→ PROBLEMS TO SOLVE
a – According to the article on the Consumer Protection Act and franchising, on what date will the Act take effect?
b – The article on the Consumer Protection Act and franchising says the Act deals franchisors a double-whammy. Using the article's own reasoning, explain why in one to three sentences.
c – Write out the passage from the article on the Consumer Protection Act and franchising, starting at "To make matters" and ending at "a different approach.".

→ DOCUMENT SECTION
START
Consumer Protection Act

Developments around the Consumer Protection Act as they impact on franchising
 
The Consumer Protection Act (CPA) has been in the pipeline for years. It was signed into law late last year and will finally take effect on 24 October 2010. Every business entity will be affected by its provisions and franchisors are not exempt. On the contrary, the Act deals them a double-whammy. Not only are their core businesses affected but because the Act deems franchisees to be consumers, their franchise operations fall under its ambit as well.
 
Earlier this year, x2in5.com published an article written by franchise attorney Eugene Honey, a director of Bowman Gilfillan. It first appeared in the book How to franchise your business which is available from FASA and provides an excellent introduction to the CPA. Among other things, it points out that every franchise agreement must include prescribed information. Unfortunately, the exact nature of that information remains unclear because while the regulations were expected to be published during or about March 2010, this still hasn’t happened.
 
To make matters worse, nobody can tell us when the regulations will actually become available. This creates a bit of a problem for the franchise sector because with the implementation of the Act less than three months off, time is running out and there is widespread alarm. We know this because in our franchise practice, we receive many enquiries from concerned franchisors who want to stay on the right side of the law but don’t quite know what is expected of them.
 
In keeping with our resolve to promote franchising, we wanted to help but were unable to do so until the Regulations have been published. In the meantime, we decided to take a different approach.
 
We created some likely scenarios around the spectre of unhappy franchisees trying to use the CPA to settle scores, be they real or imaginary, with their franchisors. We then brainstormed ways of how franchisors should respond. To avoid repetition, we decided not to provide an introduction to the CPA within the framework of this article but advise readers who did not see Eugene Honey’s original article to refer to it before reading on. This will facilitate a better understanding of the material that follows.
 
What the future holds
 
Does the implementation of the CPA mean the end of franchising as we know it? We don’t think so. Subject to proper implementation and effective policing, the act will pose no threat to professional franchisors. All it really does is cement good franchise practice as set out in the FASA Code of Ethics.
 
But while adherence to FASA’s Code was largely voluntary, implementation of the CPA will place a greater degree of accountability upon franchisors’ shoulders. It follows that if, for example, a franchisee’s business fails, he or she may well succeed with a claim against the franchisor – unless of course the franchisor is properly prepared for this eventuality.
END
→ EXCERPTED DATA
START
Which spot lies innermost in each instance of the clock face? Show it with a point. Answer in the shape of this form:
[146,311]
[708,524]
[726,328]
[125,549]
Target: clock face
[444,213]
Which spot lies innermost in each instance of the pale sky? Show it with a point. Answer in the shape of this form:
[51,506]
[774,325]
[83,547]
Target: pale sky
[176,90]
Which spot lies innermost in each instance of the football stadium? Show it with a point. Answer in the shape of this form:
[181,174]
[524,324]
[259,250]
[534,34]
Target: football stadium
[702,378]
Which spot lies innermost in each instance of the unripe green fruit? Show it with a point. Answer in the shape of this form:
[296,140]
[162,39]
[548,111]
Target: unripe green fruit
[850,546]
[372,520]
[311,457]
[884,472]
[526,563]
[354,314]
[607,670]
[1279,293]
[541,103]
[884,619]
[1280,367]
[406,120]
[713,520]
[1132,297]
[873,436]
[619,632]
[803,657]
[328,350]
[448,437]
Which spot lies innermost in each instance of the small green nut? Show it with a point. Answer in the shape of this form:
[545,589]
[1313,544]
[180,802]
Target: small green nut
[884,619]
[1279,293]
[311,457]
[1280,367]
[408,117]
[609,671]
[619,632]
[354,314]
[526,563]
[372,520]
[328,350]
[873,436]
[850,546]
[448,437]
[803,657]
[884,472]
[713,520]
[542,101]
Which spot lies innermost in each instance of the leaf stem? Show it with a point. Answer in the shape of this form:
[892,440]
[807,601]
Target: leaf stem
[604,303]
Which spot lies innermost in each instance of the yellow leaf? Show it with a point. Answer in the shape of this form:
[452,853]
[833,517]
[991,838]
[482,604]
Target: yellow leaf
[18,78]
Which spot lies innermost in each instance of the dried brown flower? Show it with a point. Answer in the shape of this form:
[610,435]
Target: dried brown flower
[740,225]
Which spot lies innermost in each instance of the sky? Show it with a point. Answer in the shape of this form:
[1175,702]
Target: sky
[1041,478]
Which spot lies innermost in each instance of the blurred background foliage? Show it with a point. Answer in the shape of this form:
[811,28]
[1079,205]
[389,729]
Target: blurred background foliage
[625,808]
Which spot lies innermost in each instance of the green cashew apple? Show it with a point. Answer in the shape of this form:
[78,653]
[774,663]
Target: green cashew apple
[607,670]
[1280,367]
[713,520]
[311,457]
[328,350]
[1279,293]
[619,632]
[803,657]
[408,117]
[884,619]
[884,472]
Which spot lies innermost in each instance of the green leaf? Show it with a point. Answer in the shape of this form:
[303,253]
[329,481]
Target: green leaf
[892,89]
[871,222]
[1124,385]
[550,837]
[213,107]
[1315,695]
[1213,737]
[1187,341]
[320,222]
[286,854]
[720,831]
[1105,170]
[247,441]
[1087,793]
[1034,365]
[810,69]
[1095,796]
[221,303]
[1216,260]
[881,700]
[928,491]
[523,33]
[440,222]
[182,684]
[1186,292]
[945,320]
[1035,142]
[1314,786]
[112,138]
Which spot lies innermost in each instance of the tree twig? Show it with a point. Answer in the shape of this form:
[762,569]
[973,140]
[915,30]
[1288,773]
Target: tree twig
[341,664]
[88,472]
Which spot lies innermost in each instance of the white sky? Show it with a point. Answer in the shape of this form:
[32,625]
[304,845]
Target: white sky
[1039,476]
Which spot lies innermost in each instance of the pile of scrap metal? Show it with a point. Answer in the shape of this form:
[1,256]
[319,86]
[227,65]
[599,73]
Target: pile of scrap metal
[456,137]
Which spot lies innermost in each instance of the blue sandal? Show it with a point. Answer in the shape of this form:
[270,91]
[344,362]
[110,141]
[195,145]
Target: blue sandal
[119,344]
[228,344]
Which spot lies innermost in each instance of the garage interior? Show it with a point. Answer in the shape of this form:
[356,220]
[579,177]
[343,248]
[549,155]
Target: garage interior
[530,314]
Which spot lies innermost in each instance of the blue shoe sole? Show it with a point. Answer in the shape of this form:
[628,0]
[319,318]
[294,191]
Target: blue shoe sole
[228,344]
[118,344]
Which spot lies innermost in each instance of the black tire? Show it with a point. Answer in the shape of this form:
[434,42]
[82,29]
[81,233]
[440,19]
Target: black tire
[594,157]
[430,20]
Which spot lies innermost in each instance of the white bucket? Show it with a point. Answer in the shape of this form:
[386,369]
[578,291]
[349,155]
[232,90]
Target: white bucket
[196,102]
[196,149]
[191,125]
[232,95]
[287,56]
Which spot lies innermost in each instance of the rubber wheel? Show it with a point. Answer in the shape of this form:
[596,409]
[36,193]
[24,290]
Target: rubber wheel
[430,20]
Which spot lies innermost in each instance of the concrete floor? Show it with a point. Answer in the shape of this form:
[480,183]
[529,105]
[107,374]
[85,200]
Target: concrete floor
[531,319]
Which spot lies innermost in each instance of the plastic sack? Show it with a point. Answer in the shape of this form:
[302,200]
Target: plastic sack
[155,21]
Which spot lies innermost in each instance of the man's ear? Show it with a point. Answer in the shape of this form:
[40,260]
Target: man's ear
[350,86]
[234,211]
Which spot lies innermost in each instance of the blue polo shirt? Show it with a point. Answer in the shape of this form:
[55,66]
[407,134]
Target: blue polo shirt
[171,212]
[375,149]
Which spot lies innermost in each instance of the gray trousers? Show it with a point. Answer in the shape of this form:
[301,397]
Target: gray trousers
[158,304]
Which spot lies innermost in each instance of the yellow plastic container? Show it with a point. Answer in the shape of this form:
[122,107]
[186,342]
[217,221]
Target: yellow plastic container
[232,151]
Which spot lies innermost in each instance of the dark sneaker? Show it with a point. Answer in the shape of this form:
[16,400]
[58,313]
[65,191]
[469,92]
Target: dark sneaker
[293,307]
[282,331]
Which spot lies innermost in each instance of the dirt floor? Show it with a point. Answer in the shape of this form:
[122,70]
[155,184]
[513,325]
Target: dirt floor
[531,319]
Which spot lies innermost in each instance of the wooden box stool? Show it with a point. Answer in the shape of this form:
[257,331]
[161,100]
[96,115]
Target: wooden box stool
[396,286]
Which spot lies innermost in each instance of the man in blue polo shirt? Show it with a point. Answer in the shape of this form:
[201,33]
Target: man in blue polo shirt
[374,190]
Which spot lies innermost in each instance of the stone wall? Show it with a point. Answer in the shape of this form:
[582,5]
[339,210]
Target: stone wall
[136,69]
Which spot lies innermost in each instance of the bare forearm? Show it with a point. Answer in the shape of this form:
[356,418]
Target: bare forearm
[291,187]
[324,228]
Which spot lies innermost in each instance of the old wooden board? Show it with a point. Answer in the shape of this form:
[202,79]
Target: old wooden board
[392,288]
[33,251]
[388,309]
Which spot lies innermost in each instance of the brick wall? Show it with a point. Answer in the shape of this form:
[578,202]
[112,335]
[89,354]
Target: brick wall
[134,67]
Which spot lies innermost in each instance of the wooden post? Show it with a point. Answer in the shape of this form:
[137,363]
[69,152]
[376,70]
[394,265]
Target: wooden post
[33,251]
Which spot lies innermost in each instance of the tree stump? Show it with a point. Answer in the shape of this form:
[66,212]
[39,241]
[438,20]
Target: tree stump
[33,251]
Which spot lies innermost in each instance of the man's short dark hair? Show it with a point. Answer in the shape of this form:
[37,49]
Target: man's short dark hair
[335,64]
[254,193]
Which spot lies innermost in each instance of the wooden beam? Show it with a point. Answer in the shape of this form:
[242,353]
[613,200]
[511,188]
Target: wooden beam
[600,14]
END
→ CORRECT ANSWERS
a – The Act will take effect on 24 October 2010.

b – The Act affects franchisors' core businesses, as it does every business entity. Because the Act also deems franchisees to be consumers, franchisors' franchise operations fall under its ambit as well.

c –
To make matters worse, nobody can tell us when the regulations will actually become available. This creates a bit of a problem for the franchise sector because with the implementation of the Act less than three months off, time is running out and there is widespread alarm. We know this because in our franchise practice, we receive many enquiries from concerned franchisors who want to stay on the right side of the law but don’t quite know what is expected of them.
 
In keeping with our resolve to promote franchising, we wanted to help but were unable to do so until the Regulations have been published. In the meantime, we decided to take a different approach.